[Problem to work on] List each line in the records below that contains the word "When".

[Dataset records]
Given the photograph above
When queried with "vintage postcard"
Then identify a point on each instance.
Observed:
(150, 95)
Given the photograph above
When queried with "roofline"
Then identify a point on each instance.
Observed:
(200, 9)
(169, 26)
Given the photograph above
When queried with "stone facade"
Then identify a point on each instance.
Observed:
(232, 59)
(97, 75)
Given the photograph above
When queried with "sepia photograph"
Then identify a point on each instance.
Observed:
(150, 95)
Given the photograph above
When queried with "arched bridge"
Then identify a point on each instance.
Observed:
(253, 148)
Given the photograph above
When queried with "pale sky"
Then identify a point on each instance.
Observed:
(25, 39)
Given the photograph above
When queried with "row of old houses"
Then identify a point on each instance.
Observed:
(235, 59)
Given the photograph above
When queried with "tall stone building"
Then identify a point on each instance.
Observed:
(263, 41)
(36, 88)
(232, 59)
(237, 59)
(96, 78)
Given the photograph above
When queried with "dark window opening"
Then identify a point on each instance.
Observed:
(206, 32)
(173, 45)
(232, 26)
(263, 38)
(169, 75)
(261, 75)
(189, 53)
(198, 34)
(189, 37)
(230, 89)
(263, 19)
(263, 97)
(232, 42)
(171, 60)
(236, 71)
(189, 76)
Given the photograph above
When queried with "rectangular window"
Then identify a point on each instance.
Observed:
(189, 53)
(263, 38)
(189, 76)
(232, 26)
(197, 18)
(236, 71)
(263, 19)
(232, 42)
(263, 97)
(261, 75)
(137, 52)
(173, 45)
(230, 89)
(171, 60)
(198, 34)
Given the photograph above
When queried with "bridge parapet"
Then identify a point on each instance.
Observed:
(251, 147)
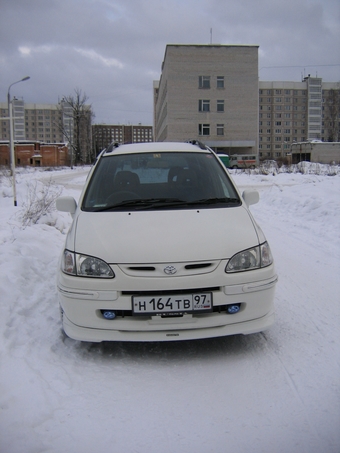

[Answer to the problem]
When queried with "vintage postcard"
When queried with "roofline"
When queried with "stone facade"
When queried with "sepia photograph"
When queried with "arched bridge"
When queried with "pale sky"
When queried with "row of old houses"
When queried with "tall stone building"
When queried with "dark window opening"
When queried with "rectangular window"
When queried with "bridge parapet"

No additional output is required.